EXTRACTED DATA:
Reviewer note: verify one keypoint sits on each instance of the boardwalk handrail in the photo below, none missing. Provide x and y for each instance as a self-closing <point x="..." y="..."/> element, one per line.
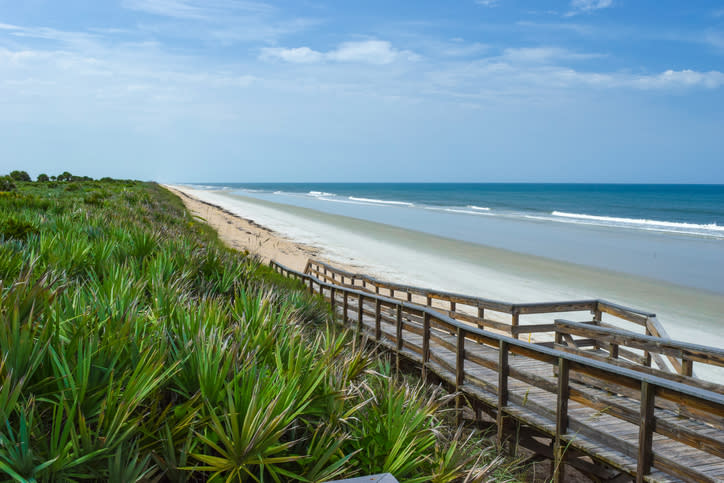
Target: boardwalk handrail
<point x="701" y="404"/>
<point x="636" y="316"/>
<point x="479" y="305"/>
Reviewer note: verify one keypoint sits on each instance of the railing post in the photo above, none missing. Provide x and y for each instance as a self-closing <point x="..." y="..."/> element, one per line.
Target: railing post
<point x="646" y="427"/>
<point x="503" y="371"/>
<point x="331" y="301"/>
<point x="378" y="319"/>
<point x="561" y="420"/>
<point x="425" y="344"/>
<point x="647" y="354"/>
<point x="687" y="367"/>
<point x="398" y="336"/>
<point x="597" y="317"/>
<point x="459" y="374"/>
<point x="344" y="308"/>
<point x="360" y="307"/>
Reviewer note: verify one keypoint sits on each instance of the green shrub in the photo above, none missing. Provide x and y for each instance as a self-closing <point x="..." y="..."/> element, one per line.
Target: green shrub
<point x="18" y="229"/>
<point x="6" y="183"/>
<point x="136" y="347"/>
<point x="20" y="176"/>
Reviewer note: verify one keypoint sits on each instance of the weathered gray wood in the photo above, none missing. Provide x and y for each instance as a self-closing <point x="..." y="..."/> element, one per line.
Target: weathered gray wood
<point x="439" y="352"/>
<point x="503" y="370"/>
<point x="561" y="420"/>
<point x="425" y="344"/>
<point x="459" y="373"/>
<point x="677" y="349"/>
<point x="646" y="427"/>
<point x="378" y="328"/>
<point x="344" y="307"/>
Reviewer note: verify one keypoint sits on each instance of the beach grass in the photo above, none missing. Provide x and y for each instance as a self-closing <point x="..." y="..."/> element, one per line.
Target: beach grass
<point x="136" y="347"/>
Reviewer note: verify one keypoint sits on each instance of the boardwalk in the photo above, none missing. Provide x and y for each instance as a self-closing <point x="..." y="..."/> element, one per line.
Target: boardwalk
<point x="607" y="419"/>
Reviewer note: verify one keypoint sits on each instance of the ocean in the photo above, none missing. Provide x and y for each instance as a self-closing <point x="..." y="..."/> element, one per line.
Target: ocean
<point x="670" y="233"/>
<point x="650" y="247"/>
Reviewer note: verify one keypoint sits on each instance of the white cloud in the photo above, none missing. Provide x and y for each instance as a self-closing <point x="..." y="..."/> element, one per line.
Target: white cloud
<point x="582" y="6"/>
<point x="541" y="55"/>
<point x="681" y="78"/>
<point x="377" y="52"/>
<point x="207" y="10"/>
<point x="296" y="55"/>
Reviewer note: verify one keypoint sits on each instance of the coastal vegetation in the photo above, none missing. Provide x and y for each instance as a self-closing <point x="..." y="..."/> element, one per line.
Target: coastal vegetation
<point x="135" y="347"/>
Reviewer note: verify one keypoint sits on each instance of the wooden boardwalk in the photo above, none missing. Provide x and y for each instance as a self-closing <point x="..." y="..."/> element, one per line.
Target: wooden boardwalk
<point x="607" y="416"/>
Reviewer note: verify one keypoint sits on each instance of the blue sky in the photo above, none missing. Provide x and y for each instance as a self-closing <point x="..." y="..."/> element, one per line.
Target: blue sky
<point x="425" y="90"/>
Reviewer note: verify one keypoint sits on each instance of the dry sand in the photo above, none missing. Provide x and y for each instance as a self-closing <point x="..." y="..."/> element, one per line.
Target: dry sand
<point x="242" y="234"/>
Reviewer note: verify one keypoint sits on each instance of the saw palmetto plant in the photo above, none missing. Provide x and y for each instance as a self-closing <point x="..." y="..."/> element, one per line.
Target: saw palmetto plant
<point x="135" y="347"/>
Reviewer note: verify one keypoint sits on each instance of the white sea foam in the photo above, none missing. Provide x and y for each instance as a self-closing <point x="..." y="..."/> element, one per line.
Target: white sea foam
<point x="713" y="227"/>
<point x="381" y="202"/>
<point x="465" y="212"/>
<point x="320" y="193"/>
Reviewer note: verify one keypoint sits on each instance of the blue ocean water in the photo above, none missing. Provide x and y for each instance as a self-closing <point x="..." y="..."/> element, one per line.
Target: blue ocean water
<point x="696" y="210"/>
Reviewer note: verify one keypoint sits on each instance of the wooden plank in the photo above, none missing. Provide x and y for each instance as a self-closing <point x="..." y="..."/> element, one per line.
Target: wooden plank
<point x="693" y="352"/>
<point x="545" y="308"/>
<point x="425" y="344"/>
<point x="503" y="369"/>
<point x="646" y="428"/>
<point x="625" y="313"/>
<point x="445" y="355"/>
<point x="561" y="420"/>
<point x="378" y="329"/>
<point x="647" y="370"/>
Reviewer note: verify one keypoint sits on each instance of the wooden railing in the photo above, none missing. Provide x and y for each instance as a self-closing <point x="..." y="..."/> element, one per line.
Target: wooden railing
<point x="492" y="314"/>
<point x="615" y="342"/>
<point x="459" y="354"/>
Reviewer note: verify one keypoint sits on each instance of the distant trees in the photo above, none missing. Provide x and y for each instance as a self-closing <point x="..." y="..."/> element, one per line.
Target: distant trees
<point x="6" y="183"/>
<point x="20" y="176"/>
<point x="65" y="176"/>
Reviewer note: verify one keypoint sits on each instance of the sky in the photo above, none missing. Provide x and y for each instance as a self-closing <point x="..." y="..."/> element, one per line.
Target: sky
<point x="628" y="91"/>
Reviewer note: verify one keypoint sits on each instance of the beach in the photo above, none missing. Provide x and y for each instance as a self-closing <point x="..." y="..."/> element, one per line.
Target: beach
<point x="291" y="234"/>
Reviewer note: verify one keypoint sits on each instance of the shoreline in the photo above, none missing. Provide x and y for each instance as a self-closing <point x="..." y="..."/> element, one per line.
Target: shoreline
<point x="242" y="233"/>
<point x="399" y="255"/>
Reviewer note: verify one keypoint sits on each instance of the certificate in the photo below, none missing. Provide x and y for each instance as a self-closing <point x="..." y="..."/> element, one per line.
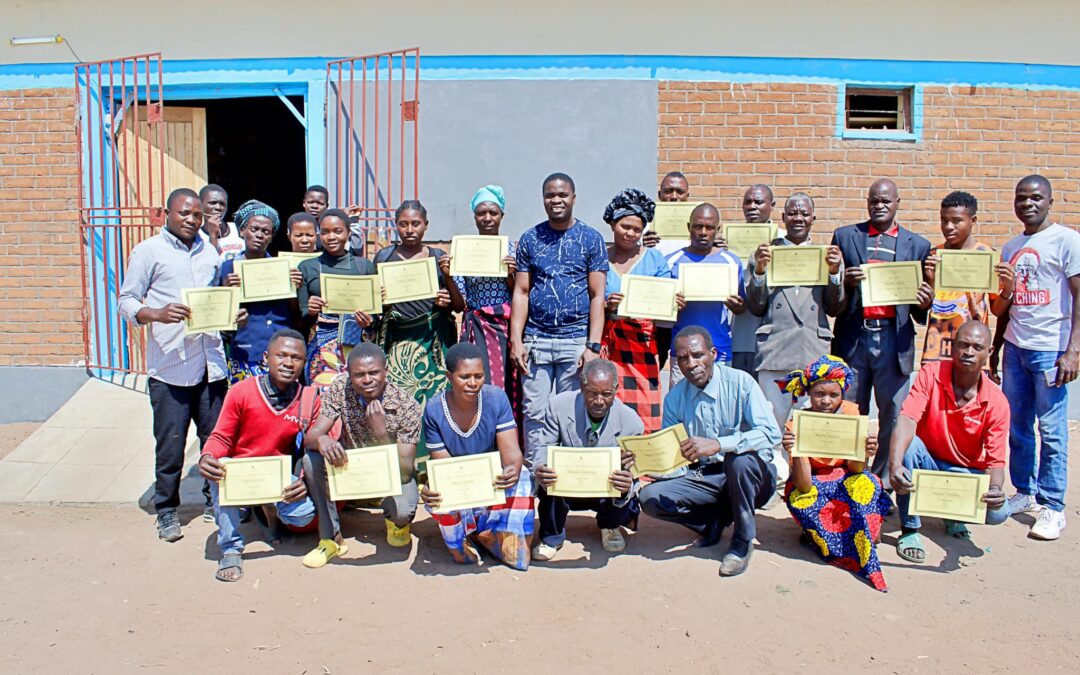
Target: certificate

WRITTEN EXERCISE:
Copy out exactly the lines between the line that contains "the wooden plank" and the last line of the records, both ends included; leave out every picture.

RESULT:
Reviewer note: verify one keypoint sits on each instance of the wooden plank in the photo above, none missing. Provide x and y for each instance as a self-closing <point x="..." y="..."/> element, one per line.
Target: wooden plank
<point x="693" y="352"/>
<point x="545" y="308"/>
<point x="425" y="344"/>
<point x="503" y="369"/>
<point x="646" y="428"/>
<point x="625" y="313"/>
<point x="445" y="355"/>
<point x="561" y="420"/>
<point x="378" y="329"/>
<point x="647" y="370"/>
Reviewer note: verify one keypoint sits on each instance of the wooden railing in the photo above, none missing. Provide x and y for each instance as a self-closing <point x="..." y="..."/> element, one per line.
Target: wooden railing
<point x="492" y="314"/>
<point x="615" y="342"/>
<point x="459" y="354"/>
Reviewer note: verify one keypoint sits on each instance of the distant trees in the photo above, none missing. Provide x and y for each instance as a self-closing <point x="..." y="..."/> element, one per line.
Target: distant trees
<point x="6" y="183"/>
<point x="20" y="176"/>
<point x="65" y="176"/>
Reviewer note: verify one keypoint sits on each instance of the sky in the photo above, none missing. Provide x and y for each instance as a self-closing <point x="..." y="..."/> element, one per line.
Target: sky
<point x="628" y="91"/>
Reviewer note: verify one keypoint sits on each instance of the beach in the photo above, none missing. Provide x and y for each instance as a self-closing <point x="..." y="..."/> element, one per line.
Target: beach
<point x="291" y="234"/>
Reviewer note: verify one keypoint sits on each instance of the shoreline in the photo above, none missing. Provide x and y for each instance as a self-closing <point x="..." y="..."/> element, one per line.
Target: shoreline
<point x="242" y="233"/>
<point x="399" y="255"/>
Reviewer note: verify one keypoint sits on each instance of the certificate in the photo below, none missing. Provide x and y for each instance as a self-closing <point x="..." y="..."/> element, one per line.
Target: certificate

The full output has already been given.